Source passage |
•••••

Of course, at these high concentrations, the potential for artifacts also increases, but the researchers were able to verify binding by isothermal titration calorimetry (ITC) and competition with a high-affinity peptide. They were also able to use STD data to show which regions of fragments bind to the protein, suggesting that the fragments bind similarly on their own as they do in the parent molecule. (Note that this is in contrast to a deconstruction study on a different PPI.) Even more impressively for a large (42 kDa) protein, the researchers were able to use 2-dimensional NMR (1H-15N HSQC) to confirm the binding sites.

Last year we highlighted a study that deconstructed an inhibitor of the p53/MDM2 interaction. In that case, the researchers were only able to find super-sized fragments, and they argued that for PPIs the rule of three should be relaxed. The current paper is a nice illustration that very small, weak fragments can in fact be detected for PPIs, though you may need to push your biophysical techniques to the limit.

But back to the original question of how weak is too weak. With Kd values from 2.7-4.9 mM, these are truly feeble fragments. Nonetheless, they could in theory have been viable starting points had they been found prospectively. That assumes, though, that these fragments would have been recognized as useful and properly prioritized. The ligand efficiencies (LE) of all the fragments, while not great, are not beyond the pale for PPIs. Previous research had suggested that much of the overall binding affinity in compound 1 comes from the hydroxyproline fragment (compound 6, which was originally derived from the natural substrate). Not discussed in the paper, but perhaps more significantly, the LLE (LipE) and LLEAT values are best for compound 6, which despite having the lowest affinity is the only compound that could be crystallographically characterized bound to the protein. In the Great Debate over metrics, this suggests that LLE and LLEAT may be more useful than simple LE for comparing very weak fragments.

5 comments:

Anonymous said...

I think it's a bit more insidious than simply asking "how potent does binding need to be to see functional activity". The question truly is "will any molecule that binds to this binding site have functional consequences"? The answer is often "no", leading to months-long optimization campaigns that lead to great binders with do nothing (that can be detected) useful. All the while, the chemists and biologists "discuss" the reasons . . .

Christophe said...

I doubt that the fragments bind similarly on their own as they do in the parent molecule because of the following thermodynamic argument. If we translate the Kds into kcal/mol, sum them and translate the sum again into a Kd we arrive at 0.062 microM or 25 times better than the observed 1.5 microM. If the linking were perfect the Kd for the mother compound should even be at least 1000 times better, thus sub nM, because of paying a lower entropic cost when the fragments are bound.

Glyn Williams said...

Clearly these are weakly-binding fragments but there are examples of progressing 10mM fragments to nM, biochemically-functional PPI inhibitors.

If optimisation proves to be difficult or impossible, organisations need to find ways to stop projects in a timely way. Target validation will always be an issue and FBDD does not solve that.

On the question of LLE as a marker for X-ray detection of the hit, I would suspect that solubility is actually the underlying parameter....

Anders said...

A brief comment to Christophe: Compound 6 includes many of the atoms from the other two compounds, hence, I think it is not fair to do a straight analysis of the three Kds. The affinity of compound 6 has to be scaled down.

Anonymous said...

I interpreted the original question slightly differently in that I thought it was asking at what point do you give up because although your fragment derived molecule is pretty potent, you’re still not seeing any inhibition in a functional assay?

The answer to that is going to vary depending on the MoA of the cpd, but if you’re working with fragments that compete with substrate, you’d only predict a 2 fold loss in potency on going into an enzyme assay if you run it at Km.

•••••

Given data |
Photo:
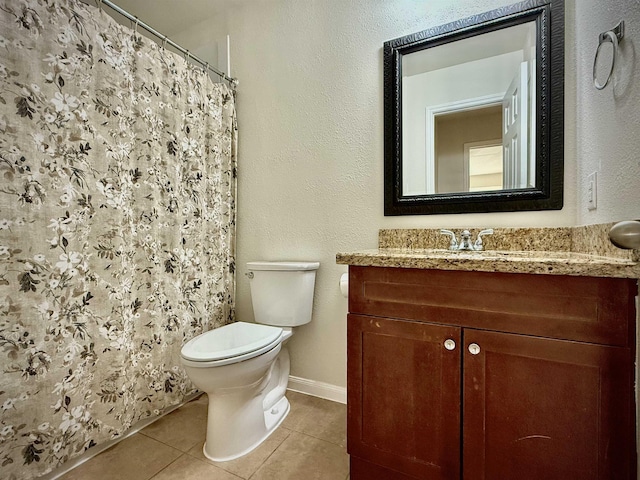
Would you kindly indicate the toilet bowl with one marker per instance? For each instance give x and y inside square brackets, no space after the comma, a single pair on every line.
[244,367]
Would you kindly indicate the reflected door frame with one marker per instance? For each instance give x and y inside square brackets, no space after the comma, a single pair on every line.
[430,122]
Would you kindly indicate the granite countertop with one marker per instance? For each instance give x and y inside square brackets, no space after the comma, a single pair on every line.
[535,262]
[578,251]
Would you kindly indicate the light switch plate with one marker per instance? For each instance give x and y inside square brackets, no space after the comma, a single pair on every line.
[592,191]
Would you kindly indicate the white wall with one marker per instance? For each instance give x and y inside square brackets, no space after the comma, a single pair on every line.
[608,132]
[472,80]
[310,110]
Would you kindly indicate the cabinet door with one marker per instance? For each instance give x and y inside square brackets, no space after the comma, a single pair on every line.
[536,409]
[404,396]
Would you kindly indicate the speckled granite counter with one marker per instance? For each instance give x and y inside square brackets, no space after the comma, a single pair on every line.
[426,249]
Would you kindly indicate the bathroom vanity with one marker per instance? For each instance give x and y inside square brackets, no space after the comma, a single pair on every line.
[498,374]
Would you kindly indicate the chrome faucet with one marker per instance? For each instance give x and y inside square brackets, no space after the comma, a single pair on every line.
[465,240]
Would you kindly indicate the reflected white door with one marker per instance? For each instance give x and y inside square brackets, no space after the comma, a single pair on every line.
[515,114]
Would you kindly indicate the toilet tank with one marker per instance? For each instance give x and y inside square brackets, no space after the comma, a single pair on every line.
[282,292]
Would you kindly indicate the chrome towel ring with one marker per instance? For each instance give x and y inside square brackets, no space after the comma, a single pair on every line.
[614,36]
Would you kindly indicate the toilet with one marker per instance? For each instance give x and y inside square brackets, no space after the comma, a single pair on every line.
[244,367]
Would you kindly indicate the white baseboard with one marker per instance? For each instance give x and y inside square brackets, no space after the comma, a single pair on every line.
[318,389]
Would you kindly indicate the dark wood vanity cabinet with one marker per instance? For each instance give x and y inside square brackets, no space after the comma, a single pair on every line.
[490,376]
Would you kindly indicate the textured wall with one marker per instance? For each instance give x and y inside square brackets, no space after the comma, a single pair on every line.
[608,133]
[311,145]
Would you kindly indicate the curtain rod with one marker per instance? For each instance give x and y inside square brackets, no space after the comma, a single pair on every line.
[165,39]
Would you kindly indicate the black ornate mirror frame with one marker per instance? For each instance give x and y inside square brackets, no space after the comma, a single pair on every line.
[548,192]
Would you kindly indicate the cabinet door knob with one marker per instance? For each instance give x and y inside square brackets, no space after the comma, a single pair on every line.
[449,344]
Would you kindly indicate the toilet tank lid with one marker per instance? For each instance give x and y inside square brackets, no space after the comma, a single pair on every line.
[283,265]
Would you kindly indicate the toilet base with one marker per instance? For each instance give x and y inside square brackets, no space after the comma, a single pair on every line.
[273,417]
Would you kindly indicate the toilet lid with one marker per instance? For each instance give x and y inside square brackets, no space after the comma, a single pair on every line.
[232,340]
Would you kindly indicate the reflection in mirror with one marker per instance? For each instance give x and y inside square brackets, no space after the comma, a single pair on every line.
[465,103]
[474,113]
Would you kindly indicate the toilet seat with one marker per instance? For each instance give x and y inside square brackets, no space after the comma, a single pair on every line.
[231,344]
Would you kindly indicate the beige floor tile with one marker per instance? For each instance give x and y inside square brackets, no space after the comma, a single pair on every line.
[246,465]
[301,457]
[137,457]
[189,468]
[183,428]
[202,399]
[317,417]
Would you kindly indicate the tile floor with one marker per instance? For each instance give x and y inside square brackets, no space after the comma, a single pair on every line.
[309,445]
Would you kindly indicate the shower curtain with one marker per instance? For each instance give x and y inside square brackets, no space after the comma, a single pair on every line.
[117,225]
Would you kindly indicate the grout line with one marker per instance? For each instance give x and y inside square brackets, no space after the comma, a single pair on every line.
[165,467]
[272,453]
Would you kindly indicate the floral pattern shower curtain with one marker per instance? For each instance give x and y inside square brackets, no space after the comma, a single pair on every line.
[117,224]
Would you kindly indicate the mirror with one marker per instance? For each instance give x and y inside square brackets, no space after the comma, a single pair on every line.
[474,114]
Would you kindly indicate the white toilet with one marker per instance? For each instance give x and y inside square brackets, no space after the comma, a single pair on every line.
[244,367]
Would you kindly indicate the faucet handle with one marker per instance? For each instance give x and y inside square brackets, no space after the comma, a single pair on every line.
[477,245]
[453,245]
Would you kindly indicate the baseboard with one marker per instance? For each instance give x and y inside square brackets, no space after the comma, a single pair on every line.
[318,389]
[89,454]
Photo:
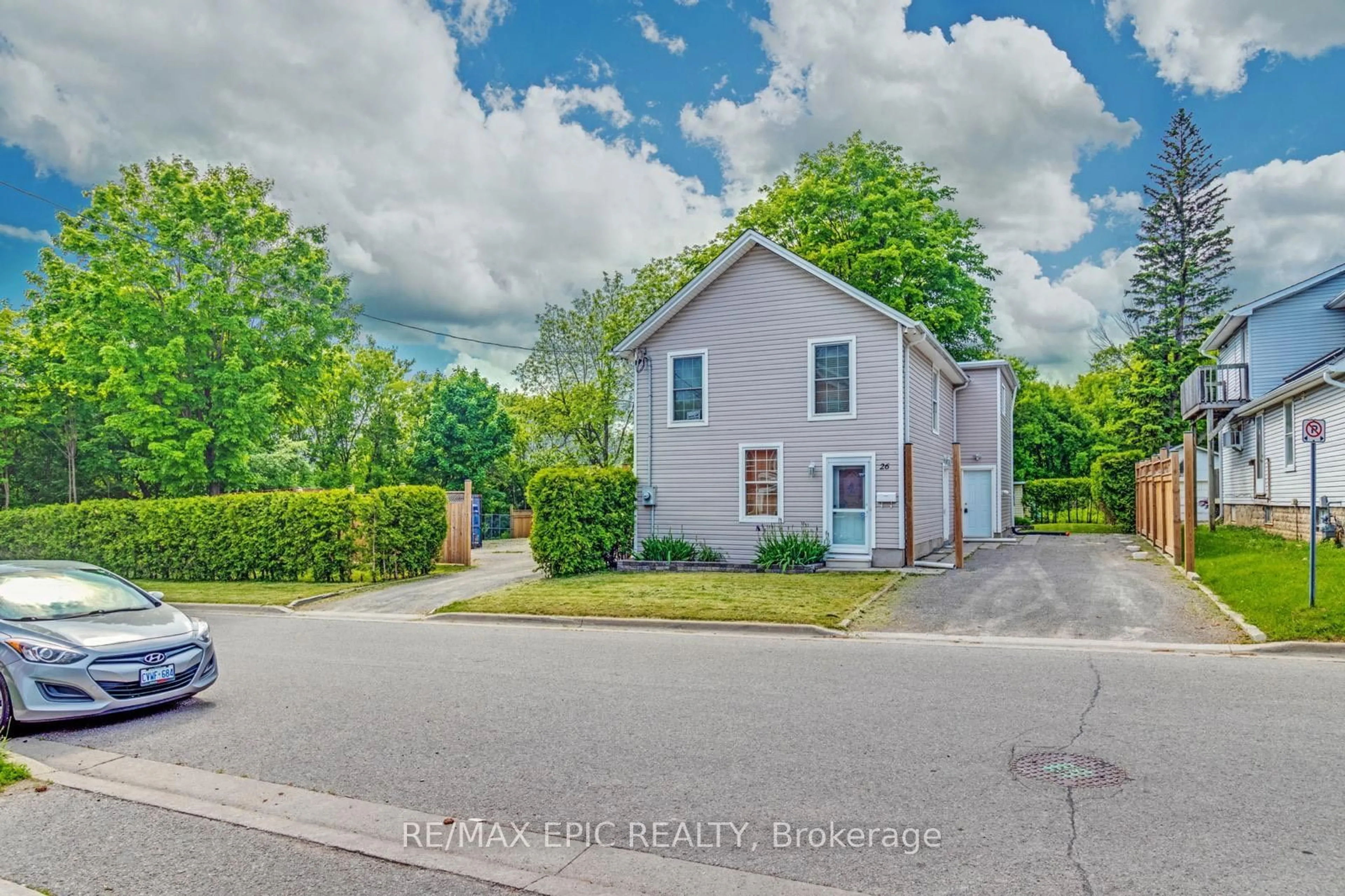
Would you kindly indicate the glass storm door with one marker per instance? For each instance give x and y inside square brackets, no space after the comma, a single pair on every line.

•••••

Work instruction A |
In the fragment passage, list every commenter who posted under a name rather than as "Anonymous."
Work instruction B |
Answer these questions using the fragment passage:
(i) What size is given for the protein studied?
(ii) What range of Kd values is reported for the fragments?
(iii) What observed Kd does Christophe give for the parent compound?

Task output A |
Christophe, Glyn Williams, Anders

Task output B |
(i) 42 kDa
(ii) 2.7-4.9 mM
(iii) 1.5 microM